Einträge zur Regionsbeschriftung:
※ ※ ※

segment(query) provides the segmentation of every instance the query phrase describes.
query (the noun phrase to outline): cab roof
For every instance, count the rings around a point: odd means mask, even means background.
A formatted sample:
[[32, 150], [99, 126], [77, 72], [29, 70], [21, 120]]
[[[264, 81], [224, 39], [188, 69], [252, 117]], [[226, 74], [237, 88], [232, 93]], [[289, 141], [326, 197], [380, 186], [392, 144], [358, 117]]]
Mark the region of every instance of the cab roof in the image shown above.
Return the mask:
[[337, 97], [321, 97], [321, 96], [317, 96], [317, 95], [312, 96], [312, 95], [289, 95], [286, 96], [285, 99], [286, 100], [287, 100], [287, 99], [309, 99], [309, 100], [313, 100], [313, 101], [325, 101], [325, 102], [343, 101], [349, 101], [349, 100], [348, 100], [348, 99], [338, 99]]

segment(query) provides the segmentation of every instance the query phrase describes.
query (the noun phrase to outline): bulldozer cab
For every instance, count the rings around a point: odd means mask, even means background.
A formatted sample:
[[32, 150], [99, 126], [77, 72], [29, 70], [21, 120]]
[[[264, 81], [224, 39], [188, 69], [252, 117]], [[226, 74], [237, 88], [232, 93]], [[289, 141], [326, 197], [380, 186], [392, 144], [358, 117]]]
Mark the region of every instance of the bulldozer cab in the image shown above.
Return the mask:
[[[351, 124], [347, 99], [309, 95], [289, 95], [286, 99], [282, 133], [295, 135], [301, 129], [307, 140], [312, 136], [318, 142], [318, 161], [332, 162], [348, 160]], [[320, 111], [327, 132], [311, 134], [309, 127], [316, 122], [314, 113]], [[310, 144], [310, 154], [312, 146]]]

※ ※ ※

AUFGABENDETAILS:
Schreib die Zeilen der Einträge wortgetreu ab. Beginne mit der ersten Zeile und höre nach der Zeile auf, die „99], [338, 99]]“ enthält.

ANTWORT:
segment(query) provides the segmentation of every instance the query phrase describes.
query (the noun phrase to outline): cab roof
For every instance, count the rings around a point: odd means mask, even means background.
A formatted sample:
[[32, 150], [99, 126], [77, 72], [29, 70], [21, 120]]
[[[264, 81], [224, 39], [188, 69], [252, 117]], [[226, 74], [237, 88], [232, 93]], [[289, 141], [326, 197], [380, 186], [392, 144], [358, 117]]]
Mark the region of every instance of the cab roof in the image shown above.
Return the mask:
[[337, 97], [321, 97], [321, 96], [317, 96], [317, 95], [312, 96], [312, 95], [289, 95], [286, 96], [285, 99], [286, 100], [287, 100], [287, 99], [309, 99], [309, 100], [313, 100], [313, 101], [325, 101], [325, 102], [343, 101], [349, 101], [349, 100], [348, 100], [348, 99], [338, 99]]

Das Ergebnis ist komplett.